Medicare Advantage (MA) plans have been heavily marketed for the past year or so. LCSWs have had many questions about what the difference is between MA plans and traditional Medicare. This summary of those differences may be helpful in understanding what mental health coverage patients have in these plans and how MA plans may affect coverage overall.
MA plans, known as Part C plans, are overseen by commercial insurers, i.e., United, Aetna, Cigna, BCBS, etc. The general goal of these plans is to improve profits; this is not different from the other plans that commercial insurers offer. Traditional Medicare, a public plan with Federal oversight, has an interest in keeping costs down balanced with an interest in giving the elderly and disabled reasonable health care.
Some Medicare Advantage plans inappropriately delay and deny critical care; have low premiums but then charge exorbitant copays that prevent people from getting care; have limited networks and few providers available; and may have networks with poor quality providers. Additionally, MA plans do not have the Medigap component that traditional Medicare offers to cover the “gap” that Medicare does not allow for certain conditions, including mental health treatment.
There is little doubt that the for-profit MA plans will put the needs of their shareholders first. Most Medicare-eligible beneficiaries are drawn to the low premiums and do not read the fine print about the limitations of MA plans. This may happen when there is a health crisis and the limitations on what care is covered by which paneled clinicians becomes suddenly clear.

* _Data provided_
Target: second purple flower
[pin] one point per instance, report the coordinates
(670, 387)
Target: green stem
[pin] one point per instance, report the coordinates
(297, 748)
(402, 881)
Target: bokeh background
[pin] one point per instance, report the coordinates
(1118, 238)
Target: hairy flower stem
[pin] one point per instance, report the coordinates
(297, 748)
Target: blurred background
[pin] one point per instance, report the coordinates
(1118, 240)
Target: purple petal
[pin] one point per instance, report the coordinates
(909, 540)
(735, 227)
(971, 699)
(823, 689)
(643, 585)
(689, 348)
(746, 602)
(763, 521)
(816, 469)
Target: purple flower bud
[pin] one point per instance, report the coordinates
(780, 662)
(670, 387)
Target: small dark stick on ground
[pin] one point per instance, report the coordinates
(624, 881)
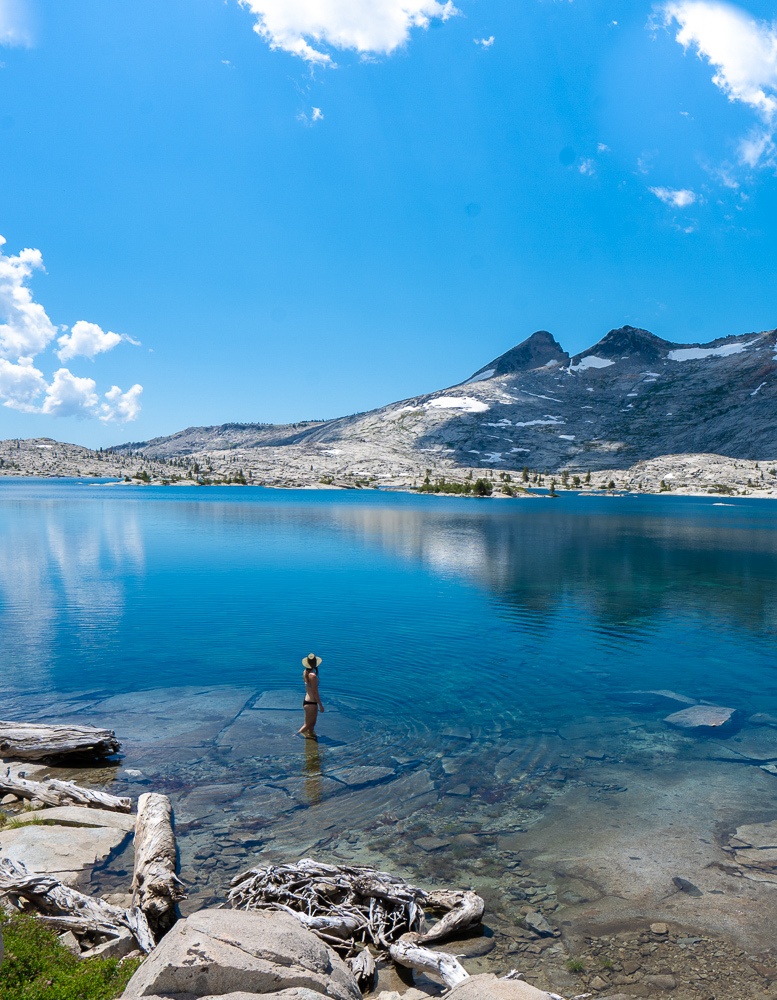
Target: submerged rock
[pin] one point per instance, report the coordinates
(701, 717)
(218, 952)
(488, 987)
(538, 923)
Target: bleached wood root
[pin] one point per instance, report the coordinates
(155, 886)
(353, 905)
(336, 925)
(350, 905)
(363, 969)
(69, 909)
(28, 741)
(432, 963)
(465, 909)
(61, 793)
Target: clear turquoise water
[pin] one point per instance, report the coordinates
(470, 605)
(481, 653)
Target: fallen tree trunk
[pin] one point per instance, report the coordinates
(433, 963)
(68, 908)
(464, 910)
(61, 793)
(155, 886)
(27, 741)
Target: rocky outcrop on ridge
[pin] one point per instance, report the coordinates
(631, 397)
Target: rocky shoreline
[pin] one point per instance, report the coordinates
(567, 927)
(291, 468)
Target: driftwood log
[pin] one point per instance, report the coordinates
(465, 909)
(155, 886)
(363, 969)
(27, 741)
(68, 909)
(352, 907)
(61, 793)
(435, 963)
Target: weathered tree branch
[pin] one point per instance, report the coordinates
(349, 906)
(28, 741)
(363, 969)
(61, 793)
(68, 908)
(155, 886)
(435, 963)
(464, 910)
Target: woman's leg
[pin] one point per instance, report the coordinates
(311, 714)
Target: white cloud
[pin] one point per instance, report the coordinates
(121, 406)
(86, 340)
(303, 27)
(69, 396)
(21, 384)
(27, 330)
(743, 53)
(678, 198)
(14, 23)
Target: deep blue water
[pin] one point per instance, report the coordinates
(418, 605)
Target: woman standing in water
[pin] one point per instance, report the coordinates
(312, 702)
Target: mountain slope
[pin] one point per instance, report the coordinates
(631, 397)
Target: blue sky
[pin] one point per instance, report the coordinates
(288, 209)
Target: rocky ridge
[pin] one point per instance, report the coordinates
(631, 398)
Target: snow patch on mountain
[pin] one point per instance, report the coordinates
(480, 377)
(467, 403)
(697, 353)
(591, 361)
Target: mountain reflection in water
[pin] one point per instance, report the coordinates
(174, 586)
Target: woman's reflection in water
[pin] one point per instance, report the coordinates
(312, 772)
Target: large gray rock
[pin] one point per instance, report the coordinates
(63, 851)
(701, 717)
(218, 952)
(488, 987)
(79, 816)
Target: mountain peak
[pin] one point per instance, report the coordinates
(534, 352)
(628, 341)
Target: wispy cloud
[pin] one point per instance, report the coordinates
(305, 28)
(743, 52)
(15, 26)
(26, 332)
(316, 115)
(676, 197)
(121, 407)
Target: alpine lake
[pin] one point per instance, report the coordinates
(496, 676)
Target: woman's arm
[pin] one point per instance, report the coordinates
(314, 691)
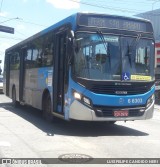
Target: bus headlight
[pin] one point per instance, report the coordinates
(77, 96)
(82, 99)
(150, 100)
(87, 101)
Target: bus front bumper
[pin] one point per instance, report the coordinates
(78, 111)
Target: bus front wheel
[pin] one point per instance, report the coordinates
(47, 108)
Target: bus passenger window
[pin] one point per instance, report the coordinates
(28, 59)
(15, 61)
(47, 56)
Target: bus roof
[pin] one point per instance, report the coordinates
(73, 21)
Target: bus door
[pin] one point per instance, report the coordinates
(22, 74)
(7, 73)
(59, 81)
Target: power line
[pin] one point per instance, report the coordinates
(107, 7)
(1, 5)
(22, 20)
(9, 38)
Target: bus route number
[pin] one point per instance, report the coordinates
(135, 101)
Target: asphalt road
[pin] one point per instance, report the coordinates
(24, 134)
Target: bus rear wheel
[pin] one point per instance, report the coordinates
(47, 115)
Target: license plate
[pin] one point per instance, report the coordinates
(121, 113)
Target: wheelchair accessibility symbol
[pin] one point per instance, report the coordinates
(126, 76)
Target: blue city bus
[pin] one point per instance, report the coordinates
(90, 67)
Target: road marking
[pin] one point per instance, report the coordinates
(5, 144)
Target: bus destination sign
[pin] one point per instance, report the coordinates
(114, 23)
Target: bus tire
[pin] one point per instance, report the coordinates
(47, 115)
(112, 122)
(14, 101)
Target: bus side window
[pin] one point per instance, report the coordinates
(28, 60)
(15, 61)
(47, 57)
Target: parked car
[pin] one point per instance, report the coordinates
(1, 84)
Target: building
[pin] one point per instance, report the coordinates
(154, 17)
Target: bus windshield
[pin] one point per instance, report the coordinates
(107, 57)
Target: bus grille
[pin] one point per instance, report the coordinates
(102, 111)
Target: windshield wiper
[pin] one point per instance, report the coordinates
(130, 48)
(107, 48)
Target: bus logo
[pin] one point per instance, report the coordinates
(121, 101)
(126, 76)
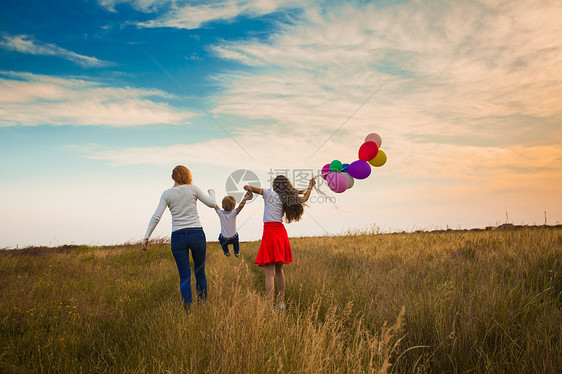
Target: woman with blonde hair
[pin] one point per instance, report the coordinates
(187, 233)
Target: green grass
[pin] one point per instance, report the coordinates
(414, 302)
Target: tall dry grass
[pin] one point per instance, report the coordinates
(418, 302)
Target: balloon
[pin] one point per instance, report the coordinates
(368, 151)
(359, 169)
(350, 180)
(336, 165)
(374, 138)
(379, 160)
(337, 182)
(325, 170)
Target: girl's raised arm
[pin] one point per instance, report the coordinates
(254, 189)
(311, 184)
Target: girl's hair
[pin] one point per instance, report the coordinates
(181, 174)
(228, 203)
(293, 207)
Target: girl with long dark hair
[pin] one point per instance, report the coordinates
(283, 200)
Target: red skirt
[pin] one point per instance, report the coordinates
(275, 247)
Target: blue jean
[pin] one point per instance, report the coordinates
(183, 241)
(224, 242)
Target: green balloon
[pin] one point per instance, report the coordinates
(335, 166)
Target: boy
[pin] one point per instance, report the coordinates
(227, 216)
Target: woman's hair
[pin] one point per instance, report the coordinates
(228, 203)
(181, 174)
(293, 207)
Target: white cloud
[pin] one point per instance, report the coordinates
(479, 72)
(183, 15)
(27, 44)
(29, 100)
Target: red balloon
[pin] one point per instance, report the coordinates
(368, 151)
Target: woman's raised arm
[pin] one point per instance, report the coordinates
(253, 189)
(208, 200)
(311, 184)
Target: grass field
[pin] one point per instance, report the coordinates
(438, 302)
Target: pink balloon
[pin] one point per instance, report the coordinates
(374, 138)
(359, 169)
(368, 151)
(337, 182)
(325, 170)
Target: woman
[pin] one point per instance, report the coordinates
(186, 230)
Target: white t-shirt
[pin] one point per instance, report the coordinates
(273, 207)
(228, 222)
(182, 201)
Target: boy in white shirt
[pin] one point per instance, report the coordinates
(227, 216)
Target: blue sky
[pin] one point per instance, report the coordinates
(100, 99)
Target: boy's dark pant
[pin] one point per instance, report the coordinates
(224, 242)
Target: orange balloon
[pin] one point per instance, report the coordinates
(379, 160)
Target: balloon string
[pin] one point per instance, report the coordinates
(327, 197)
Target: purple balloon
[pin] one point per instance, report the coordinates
(359, 169)
(337, 182)
(325, 170)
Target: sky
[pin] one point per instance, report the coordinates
(100, 99)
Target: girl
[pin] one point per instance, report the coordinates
(275, 250)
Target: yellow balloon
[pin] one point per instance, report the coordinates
(379, 160)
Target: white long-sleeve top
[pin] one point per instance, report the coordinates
(182, 201)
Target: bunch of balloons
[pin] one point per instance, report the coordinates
(341, 177)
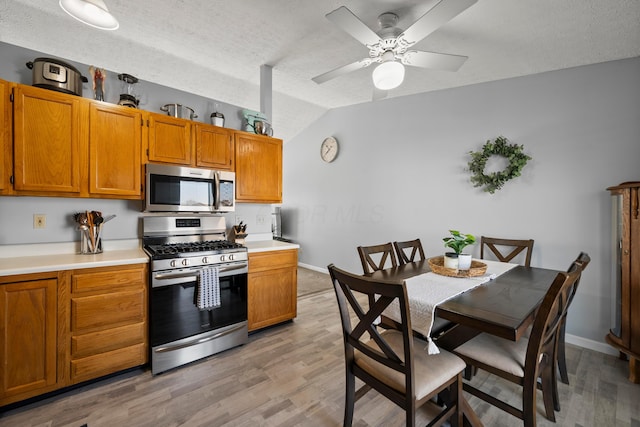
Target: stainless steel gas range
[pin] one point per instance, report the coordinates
(191, 261)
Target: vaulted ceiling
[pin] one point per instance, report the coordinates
(215, 48)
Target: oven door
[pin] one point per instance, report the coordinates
(174, 314)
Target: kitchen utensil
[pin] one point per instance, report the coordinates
(56, 75)
(180, 111)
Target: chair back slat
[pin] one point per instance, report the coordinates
(506, 250)
(548, 319)
(386, 255)
(346, 286)
(402, 248)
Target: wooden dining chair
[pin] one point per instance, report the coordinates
(402, 250)
(392, 362)
(507, 249)
(582, 261)
(524, 361)
(384, 252)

* _What this exercise asks_
• A. Copy the Medicare Advantage summary word for word, from "Medicare Advantage (MA)" up to and including "reasonable health care.".
• B. Answer these questions from the Medicare Advantage summary:
(i) By what other name are MA plans known?
(ii) What component does traditional Medicare offer that MA plans lack?
(iii) What are most Medicare-eligible beneficiaries drawn to?
• C. List every commercial insurer that the Medicare Advantage summary names.

* _Solved problems_
• A.
Medicare Advantage (MA) plans have been heavily marketed for the past year or so. LCSWs have had many questions about what the difference is between MA plans and traditional Medicare. This summary of those differences may be helpful in understanding what mental health coverage patients have in these plans and how MA plans may affect coverage overall.
MA plans, known as Part C plans, are overseen by commercial insurers, i.e., United, Aetna, Cigna, BCBS, etc. The general goal of these plans is to improve profits; this is not different from the other plans that commercial insurers offer. Traditional Medicare, a public plan with Federal oversight, has an interest in keeping costs down balanced with an interest in giving the elderly and disabled reasonable health care.

• B.
(i) Part C plans
(ii) The Medigap component
(iii) The low premiums

• C. United, Aetna, Cigna, BCBS